* _Task goal_
Retype the data that follows with no alterations, please.

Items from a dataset
◆ ◆ ◆ ◆ ◆
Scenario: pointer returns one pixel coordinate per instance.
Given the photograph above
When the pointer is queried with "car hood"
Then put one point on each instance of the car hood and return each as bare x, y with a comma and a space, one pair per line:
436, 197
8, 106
◆ ◆ ◆ ◆ ◆
* _Response box_
Scenario: pointer returns one pixel coordinate per instance.
Given the photograph above
When the pointer is queried with "car hood"
Then put one point on each instance of the car hood and return each as bare x, y with a comma and a space, one pair per line:
436, 197
8, 106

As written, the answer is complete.